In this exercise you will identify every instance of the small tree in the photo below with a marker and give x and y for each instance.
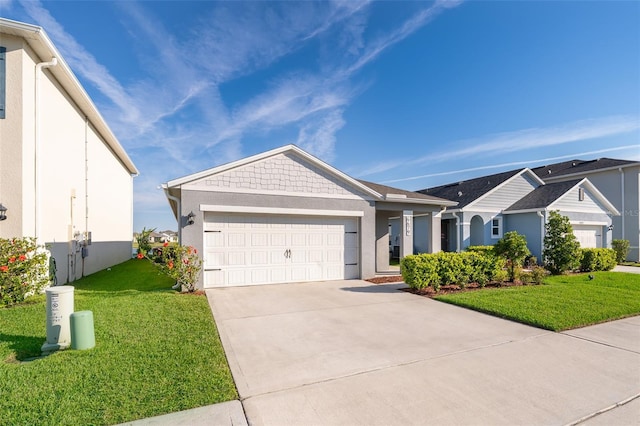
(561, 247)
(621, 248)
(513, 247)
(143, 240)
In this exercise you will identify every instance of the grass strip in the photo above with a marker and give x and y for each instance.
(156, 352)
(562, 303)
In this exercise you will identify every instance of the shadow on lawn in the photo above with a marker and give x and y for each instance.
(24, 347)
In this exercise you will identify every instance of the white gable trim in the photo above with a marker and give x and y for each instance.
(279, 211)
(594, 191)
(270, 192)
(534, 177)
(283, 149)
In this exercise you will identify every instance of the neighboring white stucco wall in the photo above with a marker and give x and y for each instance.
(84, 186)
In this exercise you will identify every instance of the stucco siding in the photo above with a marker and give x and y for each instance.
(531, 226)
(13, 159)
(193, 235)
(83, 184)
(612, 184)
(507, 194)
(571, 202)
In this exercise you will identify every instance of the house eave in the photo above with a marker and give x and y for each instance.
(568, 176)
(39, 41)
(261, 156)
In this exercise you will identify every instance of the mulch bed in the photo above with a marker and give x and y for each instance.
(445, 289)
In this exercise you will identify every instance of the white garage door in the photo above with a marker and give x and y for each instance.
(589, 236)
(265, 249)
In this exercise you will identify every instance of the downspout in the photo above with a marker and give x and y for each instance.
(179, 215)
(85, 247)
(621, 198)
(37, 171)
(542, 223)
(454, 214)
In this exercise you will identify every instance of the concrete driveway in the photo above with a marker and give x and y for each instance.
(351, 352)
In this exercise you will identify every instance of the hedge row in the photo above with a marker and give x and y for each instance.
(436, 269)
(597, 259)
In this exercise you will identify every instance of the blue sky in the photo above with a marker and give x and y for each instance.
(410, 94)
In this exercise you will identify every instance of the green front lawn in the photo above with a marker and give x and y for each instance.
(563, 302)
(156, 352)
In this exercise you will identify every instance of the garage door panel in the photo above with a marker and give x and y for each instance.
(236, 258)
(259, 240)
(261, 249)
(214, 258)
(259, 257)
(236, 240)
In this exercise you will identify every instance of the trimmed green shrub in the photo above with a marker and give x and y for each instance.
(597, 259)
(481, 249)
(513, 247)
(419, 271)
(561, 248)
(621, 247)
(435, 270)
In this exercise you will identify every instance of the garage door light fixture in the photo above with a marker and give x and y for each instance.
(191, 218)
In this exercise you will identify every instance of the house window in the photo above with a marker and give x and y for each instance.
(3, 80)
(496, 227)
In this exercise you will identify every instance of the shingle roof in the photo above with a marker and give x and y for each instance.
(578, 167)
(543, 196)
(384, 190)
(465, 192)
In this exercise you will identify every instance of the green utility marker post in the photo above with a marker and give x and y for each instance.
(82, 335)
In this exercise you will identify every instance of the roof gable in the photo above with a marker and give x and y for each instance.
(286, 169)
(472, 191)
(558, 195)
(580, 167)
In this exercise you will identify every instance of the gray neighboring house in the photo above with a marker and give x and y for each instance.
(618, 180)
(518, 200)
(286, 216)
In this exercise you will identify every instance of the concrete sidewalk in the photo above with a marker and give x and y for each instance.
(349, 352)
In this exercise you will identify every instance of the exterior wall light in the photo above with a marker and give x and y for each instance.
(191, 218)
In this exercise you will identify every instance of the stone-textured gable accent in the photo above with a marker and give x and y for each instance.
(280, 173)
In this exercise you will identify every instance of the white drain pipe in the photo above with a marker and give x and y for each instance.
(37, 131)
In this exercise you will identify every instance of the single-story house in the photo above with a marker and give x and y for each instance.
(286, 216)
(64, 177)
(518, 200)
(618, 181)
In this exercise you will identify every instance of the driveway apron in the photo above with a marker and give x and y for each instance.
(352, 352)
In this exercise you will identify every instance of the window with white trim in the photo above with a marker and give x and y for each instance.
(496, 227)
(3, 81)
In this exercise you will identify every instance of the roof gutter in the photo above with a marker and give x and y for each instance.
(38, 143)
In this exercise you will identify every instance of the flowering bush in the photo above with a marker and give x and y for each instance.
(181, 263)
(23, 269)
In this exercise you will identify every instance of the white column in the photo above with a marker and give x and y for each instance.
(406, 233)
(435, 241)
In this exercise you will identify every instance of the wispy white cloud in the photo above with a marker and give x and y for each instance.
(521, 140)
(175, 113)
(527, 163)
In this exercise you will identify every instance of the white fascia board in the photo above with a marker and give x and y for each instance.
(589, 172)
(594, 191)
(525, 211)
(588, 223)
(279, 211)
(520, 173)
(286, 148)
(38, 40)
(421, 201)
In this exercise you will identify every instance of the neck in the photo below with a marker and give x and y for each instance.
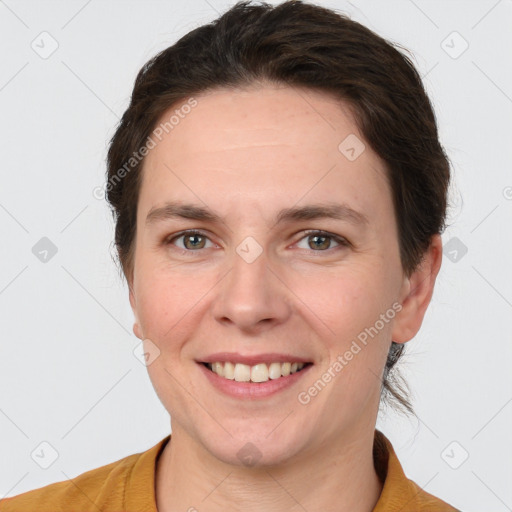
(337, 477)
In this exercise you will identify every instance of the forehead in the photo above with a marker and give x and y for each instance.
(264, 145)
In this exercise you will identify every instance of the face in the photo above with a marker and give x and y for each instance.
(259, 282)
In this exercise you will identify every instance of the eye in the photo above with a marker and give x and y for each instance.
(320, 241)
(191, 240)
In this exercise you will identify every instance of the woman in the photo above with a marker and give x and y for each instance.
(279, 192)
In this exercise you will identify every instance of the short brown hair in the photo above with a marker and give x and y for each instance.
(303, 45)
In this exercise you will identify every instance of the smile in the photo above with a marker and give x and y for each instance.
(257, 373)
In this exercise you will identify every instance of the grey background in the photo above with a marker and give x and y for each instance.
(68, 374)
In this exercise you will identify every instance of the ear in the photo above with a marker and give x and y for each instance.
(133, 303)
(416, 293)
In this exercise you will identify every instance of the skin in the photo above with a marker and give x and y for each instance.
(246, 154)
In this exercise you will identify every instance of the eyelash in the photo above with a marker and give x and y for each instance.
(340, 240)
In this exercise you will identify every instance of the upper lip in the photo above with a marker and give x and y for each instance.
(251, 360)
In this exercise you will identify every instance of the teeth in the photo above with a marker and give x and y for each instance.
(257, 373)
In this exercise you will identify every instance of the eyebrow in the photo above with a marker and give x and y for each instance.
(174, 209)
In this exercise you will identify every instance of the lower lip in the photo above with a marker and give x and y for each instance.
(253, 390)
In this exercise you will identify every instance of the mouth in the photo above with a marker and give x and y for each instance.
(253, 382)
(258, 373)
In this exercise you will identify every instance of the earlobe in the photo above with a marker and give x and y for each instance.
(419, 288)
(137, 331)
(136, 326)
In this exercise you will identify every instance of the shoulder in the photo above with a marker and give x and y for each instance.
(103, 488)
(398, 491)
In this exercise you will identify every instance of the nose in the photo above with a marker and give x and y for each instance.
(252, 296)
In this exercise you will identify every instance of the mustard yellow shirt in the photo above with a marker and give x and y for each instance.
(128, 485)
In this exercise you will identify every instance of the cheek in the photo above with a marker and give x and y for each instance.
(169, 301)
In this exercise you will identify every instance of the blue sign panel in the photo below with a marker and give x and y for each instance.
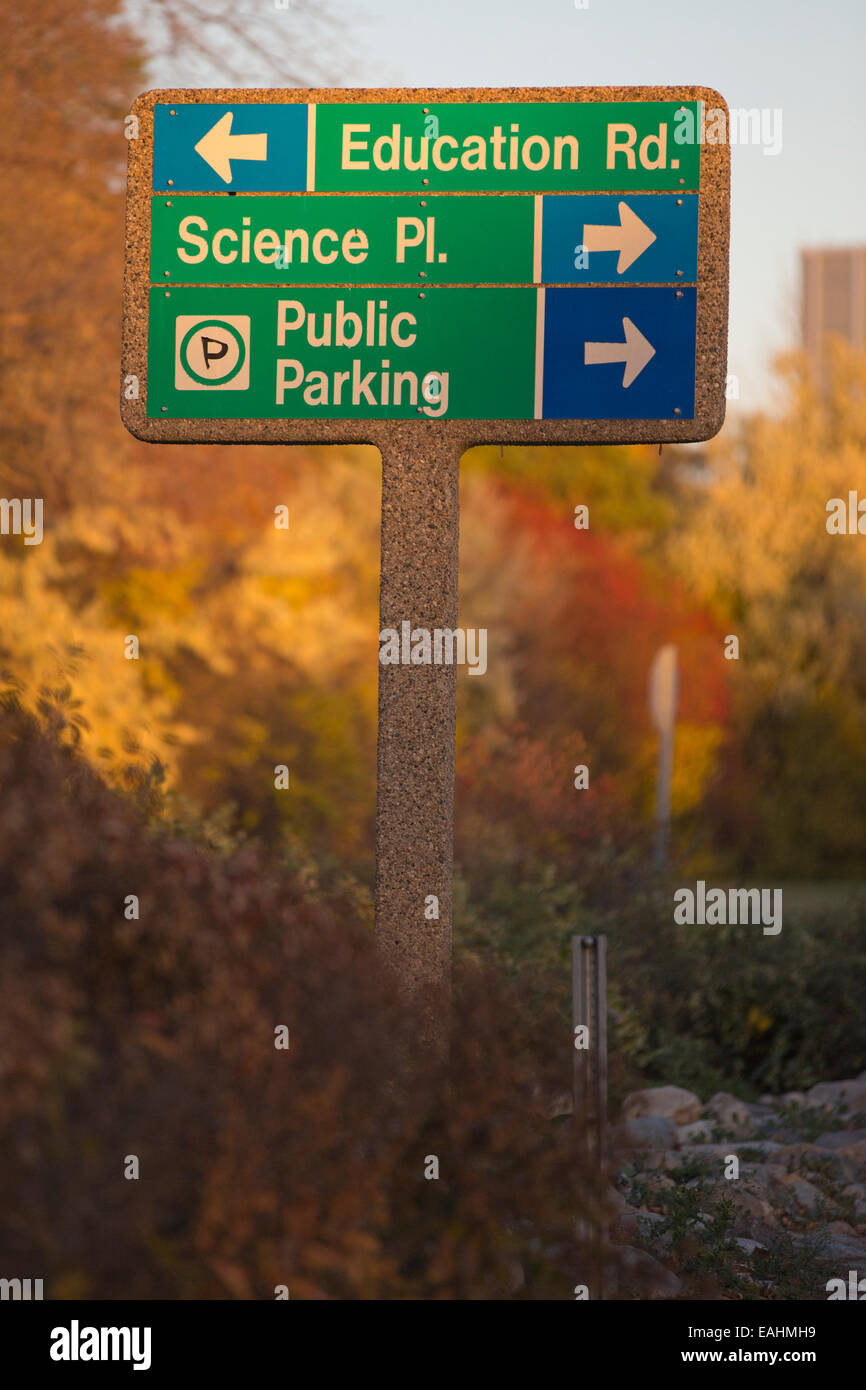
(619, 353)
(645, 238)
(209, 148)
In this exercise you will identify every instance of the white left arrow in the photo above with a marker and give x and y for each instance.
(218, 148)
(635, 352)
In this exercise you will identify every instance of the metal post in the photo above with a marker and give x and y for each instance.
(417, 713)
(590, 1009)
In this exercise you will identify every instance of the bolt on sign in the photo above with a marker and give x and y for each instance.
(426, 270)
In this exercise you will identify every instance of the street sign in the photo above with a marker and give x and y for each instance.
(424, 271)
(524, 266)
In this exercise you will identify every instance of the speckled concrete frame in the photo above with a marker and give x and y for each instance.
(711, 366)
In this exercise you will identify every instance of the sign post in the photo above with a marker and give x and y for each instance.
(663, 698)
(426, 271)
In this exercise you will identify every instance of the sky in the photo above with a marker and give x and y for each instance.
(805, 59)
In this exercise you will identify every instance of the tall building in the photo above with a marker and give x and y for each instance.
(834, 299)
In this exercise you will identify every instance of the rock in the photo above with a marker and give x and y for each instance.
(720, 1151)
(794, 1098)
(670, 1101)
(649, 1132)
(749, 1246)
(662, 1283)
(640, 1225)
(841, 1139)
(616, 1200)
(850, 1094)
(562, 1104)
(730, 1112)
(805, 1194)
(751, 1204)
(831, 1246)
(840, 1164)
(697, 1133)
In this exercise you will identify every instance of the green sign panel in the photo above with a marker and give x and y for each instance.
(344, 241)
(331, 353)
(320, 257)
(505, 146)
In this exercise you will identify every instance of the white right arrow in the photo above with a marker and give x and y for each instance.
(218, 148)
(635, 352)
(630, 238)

○ ○ ○

:: PROBLEM STATEMENT ::
Put the part of the listing that opens with the line containing "the green sign" and runs to the end of the listing into a numbered list, both ends included and blank lines left out.

:: SOLVED PROBLEM ::
1. In this exercise you will identify every instance of the green sign panel in the photo above with a marker and give x and y for each instance.
2. (344, 241)
3. (331, 353)
4. (320, 257)
5. (505, 146)
6. In this exercise you will identify every instance of the white right arrow in the photo above with a marker and give x and y for each instance.
7. (218, 148)
8. (635, 352)
9. (630, 238)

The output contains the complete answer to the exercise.